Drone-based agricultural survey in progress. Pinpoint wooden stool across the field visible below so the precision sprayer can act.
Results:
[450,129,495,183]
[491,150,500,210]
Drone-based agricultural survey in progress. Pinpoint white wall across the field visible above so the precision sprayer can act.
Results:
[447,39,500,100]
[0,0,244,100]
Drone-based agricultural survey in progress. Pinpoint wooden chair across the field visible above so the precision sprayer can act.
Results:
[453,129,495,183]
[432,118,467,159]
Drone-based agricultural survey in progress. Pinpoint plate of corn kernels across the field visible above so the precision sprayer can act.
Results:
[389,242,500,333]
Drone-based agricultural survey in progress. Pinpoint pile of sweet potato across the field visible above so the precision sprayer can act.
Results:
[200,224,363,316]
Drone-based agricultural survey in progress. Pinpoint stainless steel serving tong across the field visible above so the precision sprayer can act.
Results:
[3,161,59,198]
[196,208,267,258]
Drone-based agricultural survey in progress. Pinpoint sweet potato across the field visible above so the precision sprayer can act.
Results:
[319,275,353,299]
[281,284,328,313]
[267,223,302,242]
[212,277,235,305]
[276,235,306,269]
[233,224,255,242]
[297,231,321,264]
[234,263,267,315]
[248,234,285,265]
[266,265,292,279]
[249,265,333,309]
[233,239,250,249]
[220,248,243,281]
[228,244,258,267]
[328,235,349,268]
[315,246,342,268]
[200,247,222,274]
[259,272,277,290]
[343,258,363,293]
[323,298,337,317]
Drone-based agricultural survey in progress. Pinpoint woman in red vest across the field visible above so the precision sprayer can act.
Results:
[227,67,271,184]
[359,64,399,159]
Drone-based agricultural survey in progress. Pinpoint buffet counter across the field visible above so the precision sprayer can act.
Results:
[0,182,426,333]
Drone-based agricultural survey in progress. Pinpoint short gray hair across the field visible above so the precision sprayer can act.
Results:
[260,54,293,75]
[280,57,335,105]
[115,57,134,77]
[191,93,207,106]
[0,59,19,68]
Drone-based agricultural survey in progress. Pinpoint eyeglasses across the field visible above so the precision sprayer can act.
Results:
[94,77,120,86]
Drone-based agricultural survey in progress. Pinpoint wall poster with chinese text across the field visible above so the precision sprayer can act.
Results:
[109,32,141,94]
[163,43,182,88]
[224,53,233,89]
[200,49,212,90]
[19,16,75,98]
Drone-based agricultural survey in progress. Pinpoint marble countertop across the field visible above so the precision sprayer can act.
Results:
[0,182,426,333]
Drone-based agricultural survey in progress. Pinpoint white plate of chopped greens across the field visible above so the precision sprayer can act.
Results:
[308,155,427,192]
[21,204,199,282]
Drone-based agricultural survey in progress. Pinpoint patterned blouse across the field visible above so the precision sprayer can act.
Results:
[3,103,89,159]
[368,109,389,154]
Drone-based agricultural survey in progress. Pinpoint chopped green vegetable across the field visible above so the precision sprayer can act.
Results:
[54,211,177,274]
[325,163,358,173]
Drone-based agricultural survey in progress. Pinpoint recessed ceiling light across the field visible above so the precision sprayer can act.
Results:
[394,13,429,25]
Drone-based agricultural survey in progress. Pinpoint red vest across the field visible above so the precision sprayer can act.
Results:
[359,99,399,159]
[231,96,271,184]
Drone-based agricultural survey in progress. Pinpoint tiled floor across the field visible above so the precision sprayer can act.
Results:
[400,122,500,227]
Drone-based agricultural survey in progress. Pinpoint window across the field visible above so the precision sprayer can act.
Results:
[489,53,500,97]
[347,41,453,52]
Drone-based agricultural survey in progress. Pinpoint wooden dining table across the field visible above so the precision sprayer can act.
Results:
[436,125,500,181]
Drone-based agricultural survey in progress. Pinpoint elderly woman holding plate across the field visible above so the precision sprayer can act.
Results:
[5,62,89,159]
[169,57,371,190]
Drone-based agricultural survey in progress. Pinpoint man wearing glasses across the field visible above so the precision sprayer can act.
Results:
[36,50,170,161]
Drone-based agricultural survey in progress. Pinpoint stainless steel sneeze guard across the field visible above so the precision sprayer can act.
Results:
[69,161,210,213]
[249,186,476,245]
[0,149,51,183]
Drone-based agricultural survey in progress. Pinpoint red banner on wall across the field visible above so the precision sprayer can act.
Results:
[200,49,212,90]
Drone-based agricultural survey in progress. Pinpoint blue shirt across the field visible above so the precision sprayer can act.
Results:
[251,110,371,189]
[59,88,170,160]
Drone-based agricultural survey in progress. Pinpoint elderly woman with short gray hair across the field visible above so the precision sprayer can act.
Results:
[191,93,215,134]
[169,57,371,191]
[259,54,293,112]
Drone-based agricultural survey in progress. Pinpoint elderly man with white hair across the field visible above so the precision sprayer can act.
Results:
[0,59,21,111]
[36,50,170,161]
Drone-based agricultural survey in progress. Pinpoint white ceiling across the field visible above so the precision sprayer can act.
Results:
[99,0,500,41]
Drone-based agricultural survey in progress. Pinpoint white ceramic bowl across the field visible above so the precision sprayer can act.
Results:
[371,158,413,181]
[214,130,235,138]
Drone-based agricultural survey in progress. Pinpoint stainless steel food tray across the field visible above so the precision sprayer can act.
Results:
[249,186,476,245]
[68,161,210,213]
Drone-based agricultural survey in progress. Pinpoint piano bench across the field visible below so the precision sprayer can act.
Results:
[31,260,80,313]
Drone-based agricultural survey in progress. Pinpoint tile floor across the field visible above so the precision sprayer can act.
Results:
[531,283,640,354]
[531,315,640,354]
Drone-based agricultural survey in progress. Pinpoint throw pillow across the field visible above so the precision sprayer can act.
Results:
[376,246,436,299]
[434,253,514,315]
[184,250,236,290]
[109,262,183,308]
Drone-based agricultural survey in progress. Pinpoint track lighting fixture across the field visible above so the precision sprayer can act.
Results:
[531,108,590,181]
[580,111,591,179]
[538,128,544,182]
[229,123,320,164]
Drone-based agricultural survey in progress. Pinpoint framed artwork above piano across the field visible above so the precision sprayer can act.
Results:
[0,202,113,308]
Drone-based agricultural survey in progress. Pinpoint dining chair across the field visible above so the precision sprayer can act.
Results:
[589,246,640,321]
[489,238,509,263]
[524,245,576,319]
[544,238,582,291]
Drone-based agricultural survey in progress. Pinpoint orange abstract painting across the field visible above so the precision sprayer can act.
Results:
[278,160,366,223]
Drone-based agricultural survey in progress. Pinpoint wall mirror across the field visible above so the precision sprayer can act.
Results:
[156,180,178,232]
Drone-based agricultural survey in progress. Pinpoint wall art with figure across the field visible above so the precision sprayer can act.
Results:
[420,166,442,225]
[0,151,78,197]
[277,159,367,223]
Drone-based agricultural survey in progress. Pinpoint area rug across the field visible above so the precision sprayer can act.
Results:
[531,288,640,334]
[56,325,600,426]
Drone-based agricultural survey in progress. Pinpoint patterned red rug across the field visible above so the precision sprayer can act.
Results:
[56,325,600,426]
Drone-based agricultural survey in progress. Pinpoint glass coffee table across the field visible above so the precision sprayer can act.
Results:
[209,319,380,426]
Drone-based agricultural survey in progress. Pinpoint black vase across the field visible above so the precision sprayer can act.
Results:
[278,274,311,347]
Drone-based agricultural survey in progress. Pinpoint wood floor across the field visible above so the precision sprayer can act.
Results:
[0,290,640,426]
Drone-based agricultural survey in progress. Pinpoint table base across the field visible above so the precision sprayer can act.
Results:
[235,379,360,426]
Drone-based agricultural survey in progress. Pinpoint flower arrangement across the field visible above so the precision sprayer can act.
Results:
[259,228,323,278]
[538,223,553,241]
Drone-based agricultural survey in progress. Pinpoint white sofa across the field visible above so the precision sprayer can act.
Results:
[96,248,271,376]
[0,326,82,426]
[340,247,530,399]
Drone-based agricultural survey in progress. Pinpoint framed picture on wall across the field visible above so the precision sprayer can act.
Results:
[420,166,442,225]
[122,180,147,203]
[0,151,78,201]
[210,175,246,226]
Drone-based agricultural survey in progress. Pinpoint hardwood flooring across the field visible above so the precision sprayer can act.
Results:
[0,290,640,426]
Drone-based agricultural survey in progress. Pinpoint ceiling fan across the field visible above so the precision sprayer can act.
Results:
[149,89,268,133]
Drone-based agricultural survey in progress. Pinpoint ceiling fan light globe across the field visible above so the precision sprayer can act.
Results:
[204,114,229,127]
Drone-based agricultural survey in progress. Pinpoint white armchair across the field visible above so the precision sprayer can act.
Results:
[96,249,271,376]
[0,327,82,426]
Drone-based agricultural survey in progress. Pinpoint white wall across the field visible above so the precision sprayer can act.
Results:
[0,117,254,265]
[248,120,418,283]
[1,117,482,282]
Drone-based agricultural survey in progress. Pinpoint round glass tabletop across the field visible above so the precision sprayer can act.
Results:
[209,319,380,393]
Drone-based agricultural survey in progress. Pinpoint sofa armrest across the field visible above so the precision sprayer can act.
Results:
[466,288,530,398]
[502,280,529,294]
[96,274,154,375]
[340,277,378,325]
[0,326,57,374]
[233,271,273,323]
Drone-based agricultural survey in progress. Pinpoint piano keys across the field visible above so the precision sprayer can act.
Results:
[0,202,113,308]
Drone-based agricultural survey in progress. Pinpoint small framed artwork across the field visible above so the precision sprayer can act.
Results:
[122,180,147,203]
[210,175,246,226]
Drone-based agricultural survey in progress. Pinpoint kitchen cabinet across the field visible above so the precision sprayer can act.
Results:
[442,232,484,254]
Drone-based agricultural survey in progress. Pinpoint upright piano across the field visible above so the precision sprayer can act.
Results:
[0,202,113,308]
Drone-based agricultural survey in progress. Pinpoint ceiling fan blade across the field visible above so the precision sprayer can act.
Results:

□ □ □ □ □

* EXERCISE:
In the part of the data that opens with the line containing "Pinpoint wall poster" and closes with the line containing "[394,13,429,25]", rename every "precision sprayer" to "spot-spray unit" and give back only those lines, otherwise unchanged.

* CORRECT RESULT:
Drone-based agricultural survey in progress. Pinpoint wall poster with chinese text across the field visible above so the spot-spray unit can act.
Results:
[109,32,141,94]
[163,43,182,88]
[224,53,233,89]
[200,49,212,90]
[19,16,75,98]
Drone-based agricultural survey in progress. Pinpoint marble countertop across the field visible above so the spot-spray unit can act.
Results:
[0,182,426,333]
Drone-based agricultural survey in progress. Pinpoint white plate of chopped greens across the field visible above so the spot-spray unit can act.
Results:
[308,155,427,192]
[21,204,199,282]
Drone-based agricultural survey in progress. Pinpoint patterned blouse across the field visible above so the spot-spray unit can act.
Results:
[3,103,89,159]
[368,109,389,154]
Drone-based agricultural survey in progress. Pinpoint chopped green vegetable across the field visible above so the spot-spray unit can act.
Results:
[54,211,177,274]
[325,163,358,173]
Drone-based agricultural survey in progress. Pinpoint recessed ceiling light across the field visible above so the spot-spray unit can act.
Results:
[394,13,429,25]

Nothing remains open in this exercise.